* [WRITTEN PROBLEM]: Print the listing below line for line, keeping every word and the original order unchanged.

**** RAW DATA ****

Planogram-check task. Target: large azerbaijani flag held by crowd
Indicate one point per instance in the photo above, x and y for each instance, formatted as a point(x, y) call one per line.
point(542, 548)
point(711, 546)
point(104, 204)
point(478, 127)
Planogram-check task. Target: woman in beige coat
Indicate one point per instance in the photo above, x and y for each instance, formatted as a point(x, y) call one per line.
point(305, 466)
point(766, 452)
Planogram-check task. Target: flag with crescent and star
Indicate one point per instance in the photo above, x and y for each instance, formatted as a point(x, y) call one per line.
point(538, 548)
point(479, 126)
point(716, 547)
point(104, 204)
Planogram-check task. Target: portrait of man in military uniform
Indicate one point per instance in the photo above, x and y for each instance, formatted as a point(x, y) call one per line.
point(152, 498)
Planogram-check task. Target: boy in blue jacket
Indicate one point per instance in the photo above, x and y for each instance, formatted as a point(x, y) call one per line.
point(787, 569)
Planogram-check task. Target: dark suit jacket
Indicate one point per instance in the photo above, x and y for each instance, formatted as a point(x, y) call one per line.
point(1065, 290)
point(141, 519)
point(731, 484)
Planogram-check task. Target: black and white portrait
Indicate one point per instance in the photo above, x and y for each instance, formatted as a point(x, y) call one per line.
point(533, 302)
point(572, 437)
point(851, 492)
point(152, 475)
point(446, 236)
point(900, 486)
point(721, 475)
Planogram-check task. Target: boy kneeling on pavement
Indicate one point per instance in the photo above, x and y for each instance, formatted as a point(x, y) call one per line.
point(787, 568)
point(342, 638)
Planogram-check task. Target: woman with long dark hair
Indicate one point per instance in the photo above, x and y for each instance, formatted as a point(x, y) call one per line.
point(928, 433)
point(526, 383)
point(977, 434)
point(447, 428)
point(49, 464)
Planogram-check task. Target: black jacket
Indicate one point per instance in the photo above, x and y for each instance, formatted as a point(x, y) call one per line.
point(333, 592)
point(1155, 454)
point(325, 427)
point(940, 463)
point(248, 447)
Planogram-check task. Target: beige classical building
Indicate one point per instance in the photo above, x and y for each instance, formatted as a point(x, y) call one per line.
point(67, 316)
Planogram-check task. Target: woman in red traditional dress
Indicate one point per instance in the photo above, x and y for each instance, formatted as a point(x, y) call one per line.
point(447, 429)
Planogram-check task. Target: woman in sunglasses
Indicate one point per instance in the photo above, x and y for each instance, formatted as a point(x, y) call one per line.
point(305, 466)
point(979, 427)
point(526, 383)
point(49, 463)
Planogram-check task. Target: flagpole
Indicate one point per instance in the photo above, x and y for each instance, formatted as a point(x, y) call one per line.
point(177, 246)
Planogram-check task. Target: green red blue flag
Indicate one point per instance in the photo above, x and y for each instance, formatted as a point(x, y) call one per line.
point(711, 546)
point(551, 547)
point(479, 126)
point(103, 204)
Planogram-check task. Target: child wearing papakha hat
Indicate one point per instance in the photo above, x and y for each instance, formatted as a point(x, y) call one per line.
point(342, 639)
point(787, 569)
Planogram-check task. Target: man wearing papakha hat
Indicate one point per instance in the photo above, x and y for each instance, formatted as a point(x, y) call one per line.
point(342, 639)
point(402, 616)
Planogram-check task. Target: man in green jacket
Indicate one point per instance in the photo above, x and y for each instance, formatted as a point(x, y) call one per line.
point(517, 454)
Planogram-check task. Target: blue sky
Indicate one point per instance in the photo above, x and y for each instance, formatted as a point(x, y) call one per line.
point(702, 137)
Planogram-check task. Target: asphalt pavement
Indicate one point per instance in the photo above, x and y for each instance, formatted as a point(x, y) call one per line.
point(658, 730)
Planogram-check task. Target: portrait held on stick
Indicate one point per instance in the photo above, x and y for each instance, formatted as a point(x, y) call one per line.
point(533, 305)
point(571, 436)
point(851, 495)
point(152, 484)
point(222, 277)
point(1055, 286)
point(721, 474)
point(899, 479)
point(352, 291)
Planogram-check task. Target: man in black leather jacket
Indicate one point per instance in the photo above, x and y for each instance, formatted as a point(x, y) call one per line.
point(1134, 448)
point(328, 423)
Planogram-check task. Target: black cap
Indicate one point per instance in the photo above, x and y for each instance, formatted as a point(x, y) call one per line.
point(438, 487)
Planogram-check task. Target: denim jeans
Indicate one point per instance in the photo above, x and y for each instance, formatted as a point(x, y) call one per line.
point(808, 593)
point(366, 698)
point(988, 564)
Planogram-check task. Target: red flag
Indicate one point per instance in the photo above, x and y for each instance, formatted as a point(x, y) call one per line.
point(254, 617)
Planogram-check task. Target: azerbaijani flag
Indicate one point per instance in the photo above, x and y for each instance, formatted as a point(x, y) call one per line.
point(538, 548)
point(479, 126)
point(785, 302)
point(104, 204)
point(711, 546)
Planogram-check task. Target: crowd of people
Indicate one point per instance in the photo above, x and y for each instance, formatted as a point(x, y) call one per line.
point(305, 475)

****

* [EXPECTED ANSWER]:
Planogram-check task. Target: large azerbaijani flag held by crowd
Indicate one point per instance in the photo above, x and y for each instance, formatted as a point(x, y) call one per line.
point(542, 548)
point(711, 546)
point(104, 204)
point(478, 127)
Planogram-check task. Target: woman in beige coat
Indicate one point per instance in the photo above, x and y for each instance, formatted as a point(x, y) call one per line.
point(305, 466)
point(766, 452)
Planogram-check task. Target: flag with crescent and star
Indicate one point per instance in the photo above, x and y for each instance, formatted as a point(x, y) call one per line.
point(538, 548)
point(479, 126)
point(716, 547)
point(104, 204)
Planogram-check task. Target: portrait of man in military uniform
Indicate one point per instance in the photo above, x and y for each instance, formatted as a point(x, y) call one per line.
point(152, 498)
Planogram-check task. Target: boy in blue jacket
Indicate one point per instance in the photo above, x and y for each instance, formatted as a point(x, y) call one per line.
point(787, 569)
Planogram-check task. Target: dark suit jacket
Indicate one point per instance in the photo above, x and y for each instance, formatted as a point(x, y) call one per line.
point(1065, 290)
point(141, 519)
point(731, 484)
Planogram-check task. Target: black and white portrait
Indicate one point per instance in the photo above, x and y for each instance, formatted as a point(x, y) call one per line.
point(533, 302)
point(572, 437)
point(851, 492)
point(152, 475)
point(446, 236)
point(900, 486)
point(721, 475)
Planogram-check task. Target: boy kneeling on pavement
Indicate one point per instance in the photo above, x and y for each instance, formatted as a point(x, y) call one per line.
point(787, 568)
point(342, 638)
Planogram-check task. Target: woman with long dark hair
Indicate one point per instance in the photo above, x and y for each instance, formatted as a point(x, y) call one per line.
point(928, 433)
point(526, 383)
point(977, 434)
point(447, 428)
point(49, 464)
Planogram-check task. Target: black jacket
Indicate one point per instance in the photo above, x and y for each instance, formatted as a point(x, y) call one per line.
point(333, 592)
point(1155, 454)
point(325, 427)
point(940, 463)
point(248, 447)
Planogram-check task. Target: beige classical building
Indicate one point per instance in the photo above, x and y for each instance, formatted as a point(x, y) call one per line.
point(67, 316)
Planogram-check task. Target: woman in red traditional dress
Indicate one point per instance in the photo above, x and y for each instance, formatted as a point(x, y) call one per line.
point(447, 429)
Planogram-check task. Target: woman in sunglasses
Indicate one point per instance in the photo above, x and y for each instance, formatted as a point(x, y) call one per line.
point(305, 466)
point(979, 427)
point(526, 383)
point(49, 463)
Planogram-check task. Target: flagpole
Indicate one point per instance in the photo above, x and y for each instance, formatted as a point(x, y) call one per line.
point(177, 246)
Planogram-check task. Target: green red blue flag
Indicate one point per instance in the photo above, x and y for each instance, formatted as a point(x, y) call one per line.
point(711, 546)
point(551, 547)
point(479, 126)
point(103, 204)
Planogram-check task. Target: child wearing papakha hat
Indicate one point per instance in the photo above, x and y for each instance, formatted as a point(x, y) call one per line.
point(342, 639)
point(787, 569)
Planogram-check task. Target: man wearing papakha hat
Indicate one point per instance in the photo above, x and y for each instance, formatted as a point(x, y) call one per line.
point(342, 639)
point(402, 616)
Planogram-check task. Target: man in green jacket
Indicate one point per instance in the photo above, x and y for each instance, formatted as a point(x, y) call one per line.
point(517, 454)
Planogram-check task. Target: blue sky
Indicate one point per instance in the photo above, x and y for each instance, formatted as a point(x, y) call one per line.
point(702, 137)
Planogram-check task. Target: asphalt pavement
Indicate one point per instance in the photo above, x and y for each instance, formatted as a point(x, y) call one per line.
point(658, 730)
Planogram-check task. Target: portrait held on stick
Indicate one point per instance in the photo above, x and y for each instance, formatted as a point(x, y) call one per line.
point(533, 305)
point(571, 436)
point(851, 495)
point(152, 484)
point(222, 277)
point(1055, 286)
point(721, 474)
point(899, 479)
point(352, 291)
Planogram-check task. Target: man in black leather jacket
Indicate one point per instance in the photo above, x and y for each instance, formatted as a point(x, y) call one per line.
point(1134, 448)
point(328, 423)
Planogram-check task. Target: black cap
Indicate one point per instance in the photo above, x and y for each instance, formatted as a point(x, y) call one per line.
point(438, 487)
Planogram-check task. Target: denim jeans
Indicate one point per instance in the photo above, x and y for each instance, formatted as a point(x, y) call one per line.
point(808, 593)
point(366, 698)
point(988, 564)
Planogram-check task. Target: red flag
Indicate one point per instance in the photo above, x and y for each instance, formatted as a point(x, y) call one per line.
point(254, 617)
Planogram-check task. Target: azerbaijani flag
Indicate one point per instance in the photo above, x and y for each instance, formatted as a point(x, y) call one per line.
point(538, 548)
point(479, 126)
point(785, 302)
point(104, 204)
point(711, 546)
Planogram-check task. Target: crowd of people
Indicate one point per instance in the photo above, x and y for each instance, formatted as a point(x, y) call one per line.
point(305, 475)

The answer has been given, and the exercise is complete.